> EXERCISES:
1. Reproduce the Selenium scraping demo from "options = Options()" up to and including "driver = webdriver.Firefox(fp,options=options)".
2. In the Selenium scraping demo, which scraping library has its own shell for testing a scraping approach?

> SOURCE EXCERPT:
__________

# Web Scraping with Python and Selenium - Demo for GIS Day 2021
A brief demo of scraping web data using Selenium

## Why scrape?

 - You want to analyze the data on a website but there is no way to export it
 - You want to work with web data inside your program but there's no API to retrieve it automatically
 - You want to keep regular screenshots and backups of a page and analyze the differences over time

## Selenium

 - Low learning curve with capability of complex use cases
 - Works within a browser window, scraping can be performed on most websites
    - Page elements can be clicked and fields can be filled
 - Free and open source with lots of documentation


### Other scraping library options

- Python [requests](https://docs.python-requests.org/en/latest/) and [BeautifulSoup  ](https://www.crummy.com/software/BeautifulSoup/)
   - For simple scraping of plain HTML pages
   - Requests library is widely used for API querying
   - BeautifulSoup's advanced HTML object selection can be used with Selenium
- [Scrapy](https://scrapy.org)
   - For advanced large-scale scraping projects
   - Has its own shell for testing scraping approach
   - Capable of advanced countermeasures against scraping detection

# Scraping demo

Some minimum requirements:

 - `selenium` Python library
 - Selenium webdriver executable
    - [Instructions and downloads](https://www.selenium.dev/documentation/getting_started/installing_browser_drivers/)

## Imports and settings

In [1]:
from selenium import webdriver
from selenium.webdriver.firefox.options import Options
from selenium.webdriver.support.wait import WebDriverWait 
from xvfbwrapper import Xvfb
import time
import requests
import json
import base64
import os
import subprocess
import pandas

In [2]:
pageurl = 'https://www.gjc.org/cgi-bin/listjobs.pl?view=table'
headless = False

fp = webdriver.FirefoxProfile()
options = Options()
options.headless = headless

## Getting started - find page elements to scrape

### Open the driver

In [3]:
driver = webdriver.Firefox(fp,options=options)

### Open the page

In [4]:
driver.get(pageurl)

__________

> SUPPLIED DATA:
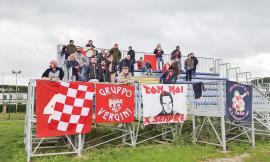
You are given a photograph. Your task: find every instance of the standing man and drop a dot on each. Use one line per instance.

__________

> WORKED ANSWERS:
1.
options = Options()
options.headless = headless

## Getting started - find page elements to scrape

### Open the driver

In [3]:
driver = webdriver.Firefox(fp,options=options)

2. Scrapy